-- Görevler --
(a) OGame hakkındaki metnin "Gece tuvalete kalkarken" ile "bir şekilde yatılır." arasındaki bölümünü, her ikisi de dahil olmak üzere, "asayiş berkemal" yerine "her şey yolunda" koyarak tekrar yazın.
(b) OGame hakkındaki metne göre, bilgisayarda Firefox'un başlangıç sayfası nedir?

-- Sayfa --

Gece tuvalete kalkarken bilgisayarın düğmesine basılır, tuvaletten dönülünce zaten windows'da başlata firefox konmuştur ve firefox'un başlangıç sayfası ogame'dir. Tek yapmam gereken girmek. Girilir bakılır asayiş berkemal, bilgisayarın düğmesine tekrar basılır ve huzurlu bir şekilde yatılır.
En son birini vurmak için 1 hafta uğraştım. Çünkü amacım onun bana saldırmasıydı ki önüne filo çekip tuzak kurayım. Tabi bana ne zaman saldıracağını bilmediğim için 1 haftamı bilgisayar açık yarım saatte bir ekrana bakarak geçirdim. Sonuç, başarılı oldum ama o haftanın sonunda bezmiş bir şekilde artık yeter dedim ve oyunu anında birine devrettim ve kurtuldum.

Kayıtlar
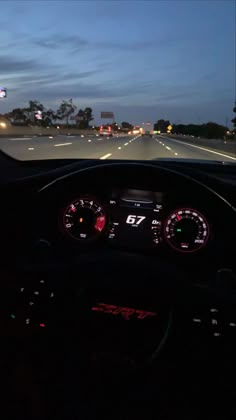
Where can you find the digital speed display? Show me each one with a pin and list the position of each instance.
(136, 218)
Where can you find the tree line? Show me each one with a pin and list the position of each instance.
(38, 115)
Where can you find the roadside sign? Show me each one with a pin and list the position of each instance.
(79, 118)
(3, 92)
(107, 115)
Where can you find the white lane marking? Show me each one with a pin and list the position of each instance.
(204, 148)
(62, 144)
(21, 138)
(106, 156)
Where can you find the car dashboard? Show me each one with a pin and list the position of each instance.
(148, 207)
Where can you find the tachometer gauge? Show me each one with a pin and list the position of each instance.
(186, 230)
(84, 219)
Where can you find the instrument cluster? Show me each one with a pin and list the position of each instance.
(135, 218)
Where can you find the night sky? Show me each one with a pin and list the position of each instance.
(144, 60)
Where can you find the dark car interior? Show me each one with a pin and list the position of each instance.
(118, 289)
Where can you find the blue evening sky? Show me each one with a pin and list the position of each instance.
(144, 60)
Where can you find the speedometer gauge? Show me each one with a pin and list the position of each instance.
(84, 219)
(186, 230)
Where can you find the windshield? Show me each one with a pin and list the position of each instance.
(118, 79)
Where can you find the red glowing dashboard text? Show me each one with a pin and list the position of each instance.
(125, 312)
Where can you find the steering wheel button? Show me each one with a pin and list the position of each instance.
(197, 320)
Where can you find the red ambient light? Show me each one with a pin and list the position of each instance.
(123, 311)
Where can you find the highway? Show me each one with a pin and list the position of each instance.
(117, 147)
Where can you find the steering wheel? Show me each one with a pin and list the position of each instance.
(121, 303)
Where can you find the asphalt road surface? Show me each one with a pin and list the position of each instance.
(125, 147)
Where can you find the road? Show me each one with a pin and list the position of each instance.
(122, 147)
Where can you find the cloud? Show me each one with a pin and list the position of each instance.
(58, 40)
(76, 43)
(9, 64)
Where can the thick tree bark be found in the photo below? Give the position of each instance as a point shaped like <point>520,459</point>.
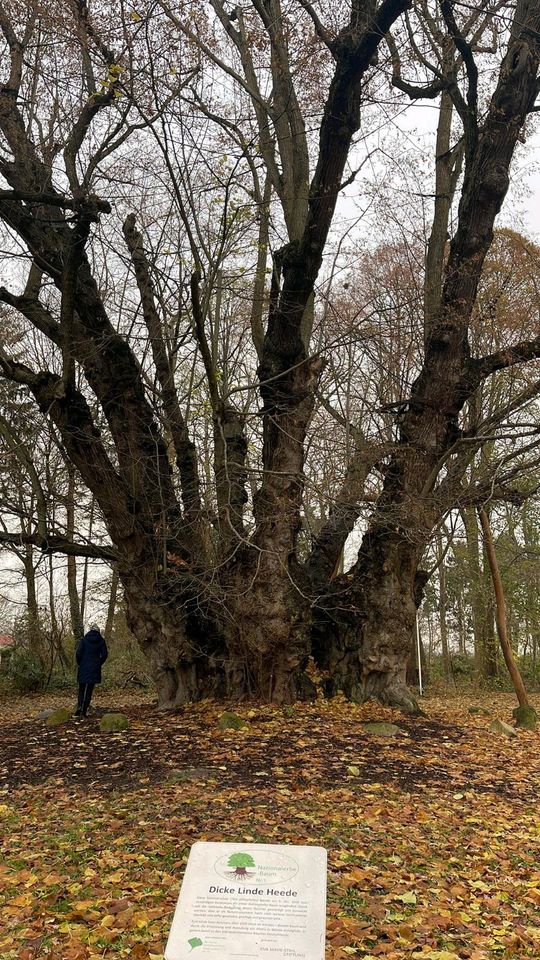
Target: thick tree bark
<point>375,611</point>
<point>500,612</point>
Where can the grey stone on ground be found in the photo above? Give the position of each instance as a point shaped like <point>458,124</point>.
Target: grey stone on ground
<point>45,714</point>
<point>231,721</point>
<point>382,729</point>
<point>499,726</point>
<point>56,717</point>
<point>526,717</point>
<point>114,723</point>
<point>192,773</point>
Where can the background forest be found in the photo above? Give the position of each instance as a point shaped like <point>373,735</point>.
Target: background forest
<point>264,355</point>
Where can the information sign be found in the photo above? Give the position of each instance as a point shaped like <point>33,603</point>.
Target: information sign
<point>252,901</point>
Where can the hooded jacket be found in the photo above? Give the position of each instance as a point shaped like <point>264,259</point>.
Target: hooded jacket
<point>91,653</point>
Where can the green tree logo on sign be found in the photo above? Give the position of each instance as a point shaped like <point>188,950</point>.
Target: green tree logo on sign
<point>240,861</point>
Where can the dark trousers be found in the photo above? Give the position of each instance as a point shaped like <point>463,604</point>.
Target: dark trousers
<point>85,695</point>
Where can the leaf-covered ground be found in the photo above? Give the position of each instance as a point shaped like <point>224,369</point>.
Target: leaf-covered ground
<point>433,837</point>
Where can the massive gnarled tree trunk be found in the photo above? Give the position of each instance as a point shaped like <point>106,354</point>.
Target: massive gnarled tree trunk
<point>220,597</point>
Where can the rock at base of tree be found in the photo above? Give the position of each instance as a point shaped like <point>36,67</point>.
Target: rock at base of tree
<point>56,717</point>
<point>114,723</point>
<point>526,717</point>
<point>231,721</point>
<point>45,714</point>
<point>381,729</point>
<point>499,726</point>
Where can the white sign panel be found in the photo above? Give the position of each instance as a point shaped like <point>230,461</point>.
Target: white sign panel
<point>251,900</point>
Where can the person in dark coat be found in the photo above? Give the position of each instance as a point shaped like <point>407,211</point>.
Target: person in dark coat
<point>91,653</point>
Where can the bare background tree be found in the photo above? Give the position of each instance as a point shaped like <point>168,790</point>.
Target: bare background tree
<point>173,270</point>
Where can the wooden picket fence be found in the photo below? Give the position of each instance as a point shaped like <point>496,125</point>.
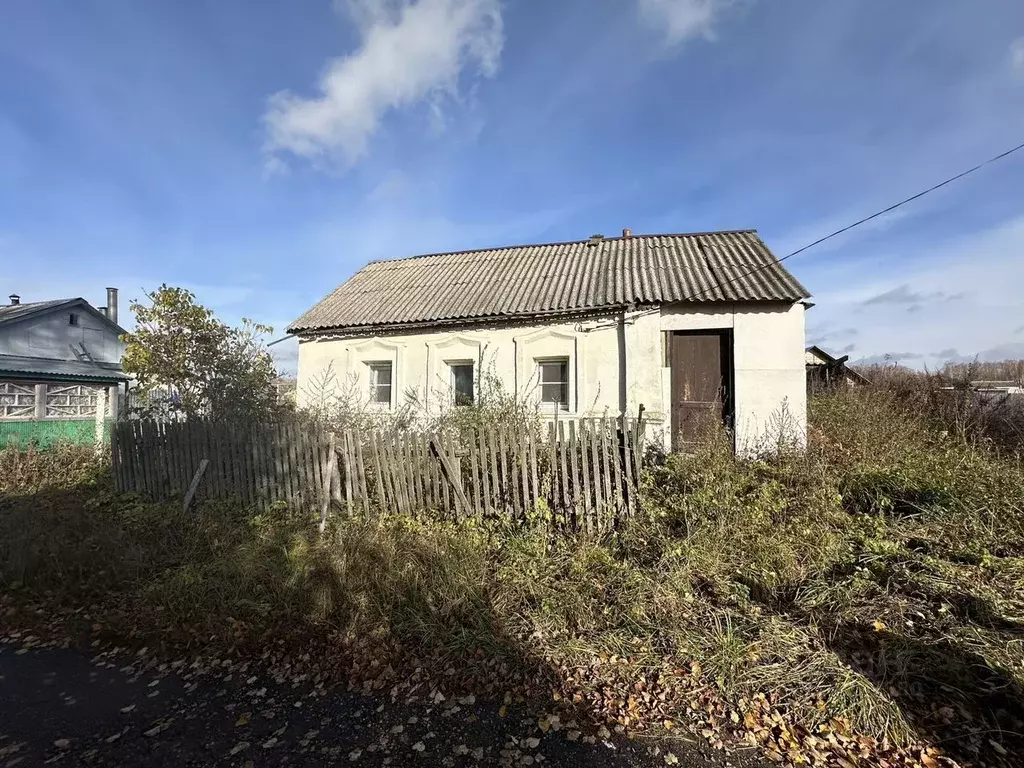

-- Alıştırma Yanıtları --
(a)
Gece tuvalete kalkarken bilgisayarın düğmesine basılır, tuvaletten dönülünce zaten windows'da başlata firefox konmuştur ve firefox'un başlangıç sayfası ogame'dir. Tek yapmam gereken girmek. Girilir bakılır her şey yolunda, bilgisayarın düğmesine tekrar basılır ve huzurlu bir şekilde yatılır.

(b) Firefox'un başlangıç sayfası ogame'dir.